*Exercise description*
Find each line in the listing below that contains the word "hand" and copy those lines out in full.

*Data lines*
....

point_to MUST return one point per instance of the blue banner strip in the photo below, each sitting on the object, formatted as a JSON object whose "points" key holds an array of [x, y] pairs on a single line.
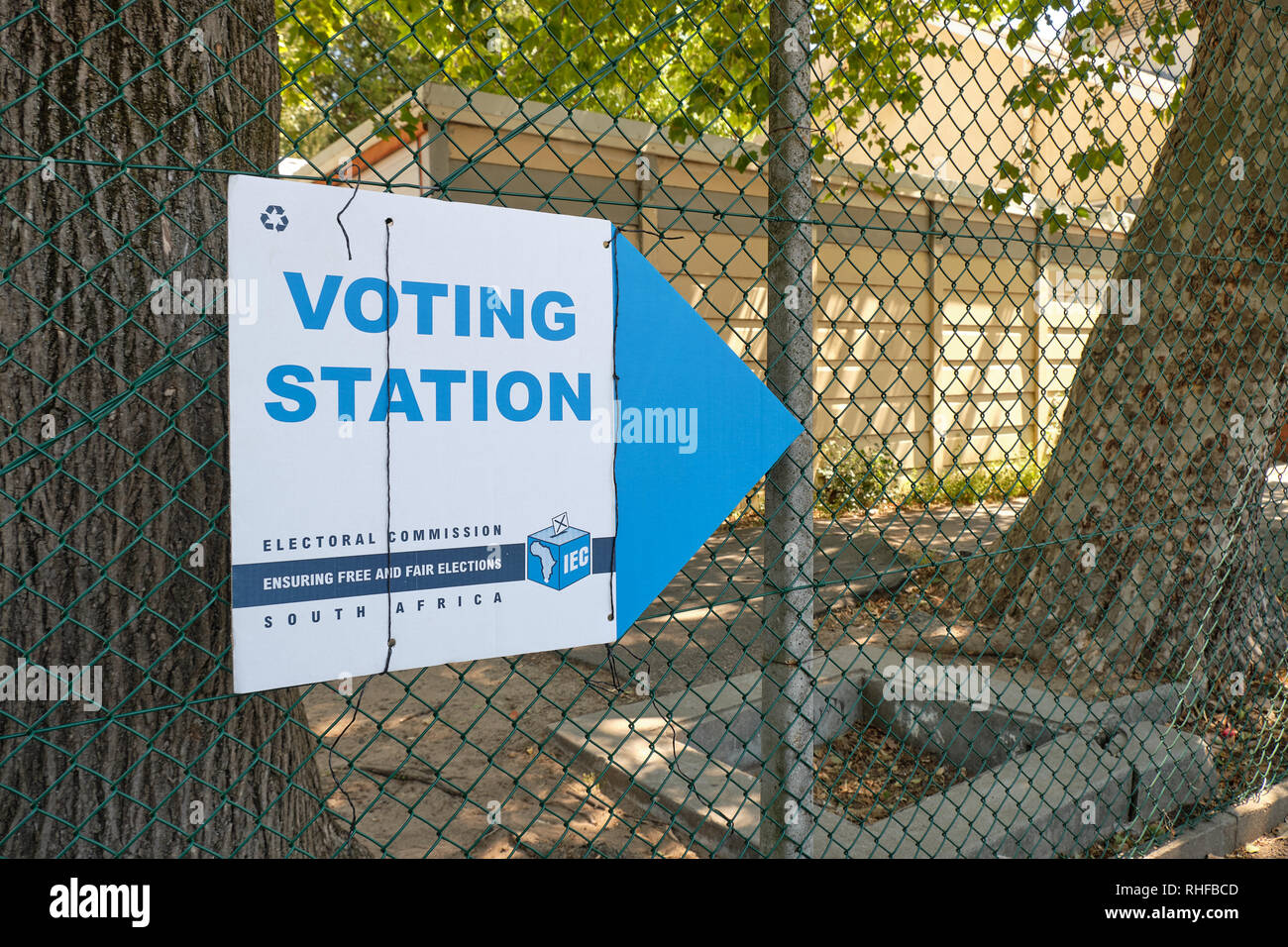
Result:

....

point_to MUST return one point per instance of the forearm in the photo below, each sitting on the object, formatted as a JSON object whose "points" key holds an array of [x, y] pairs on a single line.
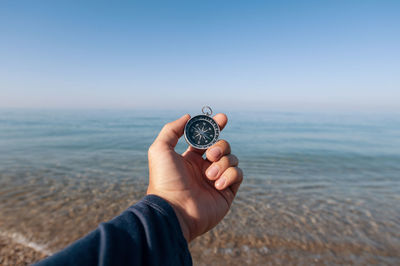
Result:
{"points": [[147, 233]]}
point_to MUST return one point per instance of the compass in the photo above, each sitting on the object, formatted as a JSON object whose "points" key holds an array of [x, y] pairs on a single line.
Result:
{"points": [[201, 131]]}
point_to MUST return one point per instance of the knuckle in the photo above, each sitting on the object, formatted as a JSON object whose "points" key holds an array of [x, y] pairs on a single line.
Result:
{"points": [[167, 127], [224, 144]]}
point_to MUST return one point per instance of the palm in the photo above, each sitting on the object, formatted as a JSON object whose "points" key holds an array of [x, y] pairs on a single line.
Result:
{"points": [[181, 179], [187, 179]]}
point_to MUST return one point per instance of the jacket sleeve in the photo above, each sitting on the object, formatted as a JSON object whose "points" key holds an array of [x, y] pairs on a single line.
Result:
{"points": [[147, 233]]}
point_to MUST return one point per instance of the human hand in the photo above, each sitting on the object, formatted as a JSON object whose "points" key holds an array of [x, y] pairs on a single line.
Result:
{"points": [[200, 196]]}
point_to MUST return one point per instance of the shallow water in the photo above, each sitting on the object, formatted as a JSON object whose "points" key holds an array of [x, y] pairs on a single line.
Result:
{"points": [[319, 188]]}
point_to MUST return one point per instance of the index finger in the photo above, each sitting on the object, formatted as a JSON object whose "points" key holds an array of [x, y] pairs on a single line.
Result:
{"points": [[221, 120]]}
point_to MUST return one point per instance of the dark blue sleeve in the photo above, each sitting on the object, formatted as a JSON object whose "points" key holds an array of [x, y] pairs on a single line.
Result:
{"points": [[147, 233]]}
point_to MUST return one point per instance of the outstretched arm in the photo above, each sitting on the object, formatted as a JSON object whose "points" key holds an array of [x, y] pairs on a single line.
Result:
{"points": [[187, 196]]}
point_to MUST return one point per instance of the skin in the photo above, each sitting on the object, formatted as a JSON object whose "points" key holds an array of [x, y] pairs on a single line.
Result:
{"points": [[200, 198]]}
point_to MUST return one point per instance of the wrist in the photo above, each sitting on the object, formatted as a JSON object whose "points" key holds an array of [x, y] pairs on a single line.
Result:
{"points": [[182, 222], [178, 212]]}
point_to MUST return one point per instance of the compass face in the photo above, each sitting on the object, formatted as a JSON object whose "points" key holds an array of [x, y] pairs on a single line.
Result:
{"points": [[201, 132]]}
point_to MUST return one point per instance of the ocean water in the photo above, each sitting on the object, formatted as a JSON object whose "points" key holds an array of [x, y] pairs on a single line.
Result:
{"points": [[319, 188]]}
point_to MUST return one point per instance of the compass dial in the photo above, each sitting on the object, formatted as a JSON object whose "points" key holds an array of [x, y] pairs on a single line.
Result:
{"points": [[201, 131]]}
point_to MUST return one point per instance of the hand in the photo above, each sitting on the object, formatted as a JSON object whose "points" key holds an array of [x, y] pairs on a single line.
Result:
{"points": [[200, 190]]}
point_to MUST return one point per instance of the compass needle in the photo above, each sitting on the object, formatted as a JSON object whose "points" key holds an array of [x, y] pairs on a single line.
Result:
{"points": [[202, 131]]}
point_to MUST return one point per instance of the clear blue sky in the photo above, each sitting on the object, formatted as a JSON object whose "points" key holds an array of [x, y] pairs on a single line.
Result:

....

*Final answer*
point_to MUST return one point per instance of the human hand in the photo above, each sitting on the object, formatted as a JSON object whose "points" key holds an array of [x, y] pairs on a single line.
point_to MUST return one point per instance of the hand in the photo above, each sitting on the object, formatted as a JSON object whose "points" key holds an array of [x, y] pairs on a single line.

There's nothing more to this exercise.